Problem set →
A - In the sex-life article, repeat word for word the stretch from "Here are 8 tips" through "Guide for about.com.".
B - What profession did Cory Silverberg's parents have, according to the sex-life article?

Quoted passage →
###

How to have more sex
©iStockphoto.com/Fotostorm Credits: ©iStockphoto.com/Fotostorm
How to have more sex
According to Canadian Living's Intimacy Survey, 53 per cent of Canadians would like to have sex a few times a week. But the majority of us -- 39 per cent -- are making do with a few times per month (or for 23 per cent, even less).
Daily responsibilities can get in the way of a plentiful sex life, but there are ways you can work more romance into your schedule. We spoke to Cory Silverberg, a Toronto-based certified sexuality educator, to get some of his tips. Silverberg used to co-own a sex boutique and is a second-generation sex-pert: his parents were sex therapists, too!
Here are 8 tips for boosting your sex life:
1. Be explicit about what you want
"Sex is such a vague term -- it means different things to different people. Ask yourself what you really want. Is it more intimacy? More pleasure? Do you want more orgasms? Different activities? Or more time alone with your partner?" asks Silverberg, who writes the blog Sexuality Guide for about.com.
Once you know what you want, you can talk about it more constructively with your partner.
2. Be kind and communicate with your partner
Talk to your partner about your desire for more fill-in-the-blank (sex; oral sex; experimentation with sex toys; cuddling; making out). He's not a mind reader, after all. However, how you say something has as much impact as what you say. In other words: don't give him a hard time.
"Find a way to talk about your desire for more sex in a way that doesn't imply blame or make it your partner's responsibility to satisfy you," says Silverberg. "The natural reaction is if one partner says he or she wishes they were having 'more' sex, the other feels like it’s their fault they’re not giving enough," he explains.
When discussing sex, "focus on the positive: that you love your partner, are hot for them, want to have more sex with them," advises Silverberg.
Try reminiscing about Saturday mornings when you two used to linger in bed until noon, making love before heading out for brunch. Watch how fast he's speed dialing his parents to see if they can take the kids for the weekend!
3. Be realistic about life changes
Juggling career and family is energy consuming. Sometimes you'll have more time and interest in sex, other times, less so. And remember the same goes for your partner.
"Sex in your 30s may be very different from sex in your 20s … or sex in your 50s for that matter. Sex is always changing. What it’s like now isn’t how it might be in six months when your baby finally sleeps through the night, for example. Sex changes as your life changes," explains Silverberg.
Page 1 of 2 -- Find more great tips for boosting your sex life on page 2
4. Be open to change
Sometimes the surest route to more sex is throwing convention out the window. "Many couples have a narrow definition of sex: 'Sex means first the romance and talking, then we do three specific things, then we have mutual orgasms and that’s sex,' " summarizes Silverberg.
But when you're starved for time and affection, negotiate. If your schedule doesn't allow for 90-minute of lovemaking, consider a five-minute quickie instead.

###

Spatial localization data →
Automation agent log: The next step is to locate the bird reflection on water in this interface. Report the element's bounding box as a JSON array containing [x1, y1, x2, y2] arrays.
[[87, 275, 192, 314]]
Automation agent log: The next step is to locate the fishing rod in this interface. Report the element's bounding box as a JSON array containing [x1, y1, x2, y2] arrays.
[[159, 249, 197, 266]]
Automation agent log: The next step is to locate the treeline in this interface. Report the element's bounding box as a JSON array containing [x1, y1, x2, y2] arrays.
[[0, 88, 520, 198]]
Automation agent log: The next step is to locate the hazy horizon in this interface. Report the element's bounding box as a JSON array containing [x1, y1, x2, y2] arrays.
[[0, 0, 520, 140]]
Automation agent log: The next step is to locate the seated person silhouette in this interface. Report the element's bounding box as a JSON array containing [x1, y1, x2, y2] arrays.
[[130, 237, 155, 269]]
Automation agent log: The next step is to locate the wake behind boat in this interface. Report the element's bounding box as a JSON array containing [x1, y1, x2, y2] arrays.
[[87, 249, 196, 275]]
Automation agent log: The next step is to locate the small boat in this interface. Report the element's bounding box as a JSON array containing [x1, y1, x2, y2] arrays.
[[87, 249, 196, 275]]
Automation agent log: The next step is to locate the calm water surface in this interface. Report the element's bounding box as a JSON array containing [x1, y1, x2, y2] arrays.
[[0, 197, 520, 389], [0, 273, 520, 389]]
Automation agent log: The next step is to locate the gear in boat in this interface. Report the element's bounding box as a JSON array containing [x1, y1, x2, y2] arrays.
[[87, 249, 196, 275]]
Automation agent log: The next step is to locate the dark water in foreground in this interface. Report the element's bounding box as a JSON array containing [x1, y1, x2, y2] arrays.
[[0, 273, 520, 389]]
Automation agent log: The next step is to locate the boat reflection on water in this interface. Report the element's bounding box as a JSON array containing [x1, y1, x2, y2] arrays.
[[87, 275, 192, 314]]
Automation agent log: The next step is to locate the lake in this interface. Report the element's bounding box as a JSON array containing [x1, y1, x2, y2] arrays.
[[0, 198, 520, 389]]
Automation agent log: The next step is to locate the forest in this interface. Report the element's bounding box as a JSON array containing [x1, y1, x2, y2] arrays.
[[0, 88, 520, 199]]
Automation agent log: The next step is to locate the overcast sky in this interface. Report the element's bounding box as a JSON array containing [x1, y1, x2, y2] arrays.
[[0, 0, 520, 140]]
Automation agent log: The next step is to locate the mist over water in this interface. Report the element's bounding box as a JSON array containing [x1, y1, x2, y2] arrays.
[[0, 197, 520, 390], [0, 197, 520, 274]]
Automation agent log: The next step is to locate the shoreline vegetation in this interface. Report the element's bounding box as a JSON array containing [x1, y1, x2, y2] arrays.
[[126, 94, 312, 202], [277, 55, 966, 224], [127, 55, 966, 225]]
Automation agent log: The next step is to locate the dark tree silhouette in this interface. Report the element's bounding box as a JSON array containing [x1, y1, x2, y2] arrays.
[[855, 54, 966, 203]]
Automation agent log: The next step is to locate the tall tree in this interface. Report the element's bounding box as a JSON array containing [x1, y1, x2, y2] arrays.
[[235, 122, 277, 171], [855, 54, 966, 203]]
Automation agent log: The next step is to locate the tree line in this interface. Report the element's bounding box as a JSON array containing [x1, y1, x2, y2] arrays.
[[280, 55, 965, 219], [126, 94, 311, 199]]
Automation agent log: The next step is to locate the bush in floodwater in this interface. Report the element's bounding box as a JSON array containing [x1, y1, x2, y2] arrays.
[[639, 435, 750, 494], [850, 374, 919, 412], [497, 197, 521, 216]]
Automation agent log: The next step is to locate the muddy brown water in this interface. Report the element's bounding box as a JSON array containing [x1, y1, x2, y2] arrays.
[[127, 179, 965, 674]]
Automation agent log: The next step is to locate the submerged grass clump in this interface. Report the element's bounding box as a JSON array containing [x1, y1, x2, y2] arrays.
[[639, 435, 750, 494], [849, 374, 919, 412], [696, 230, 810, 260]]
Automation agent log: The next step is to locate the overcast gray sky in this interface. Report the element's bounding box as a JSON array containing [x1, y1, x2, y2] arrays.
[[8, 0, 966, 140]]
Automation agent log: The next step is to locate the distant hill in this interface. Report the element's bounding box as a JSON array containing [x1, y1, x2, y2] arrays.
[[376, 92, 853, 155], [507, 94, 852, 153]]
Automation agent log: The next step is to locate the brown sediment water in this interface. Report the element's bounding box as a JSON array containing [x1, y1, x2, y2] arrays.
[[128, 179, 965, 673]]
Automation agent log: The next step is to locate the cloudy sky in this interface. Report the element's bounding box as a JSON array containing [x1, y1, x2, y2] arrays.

###

Solution set →
A -
Here are 8 tips for boosting your sex life:
1. Be explicit about what you want
"Sex is such a vague term -- it means different things to different people. Ask yourself what you really want. Is it more intimacy? More pleasure? Do you want more orgasms? Different activities? Or more time alone with your partner?" asks Silverberg, who writes the blog Sexuality Guide for about.com.

B - They were sex therapists.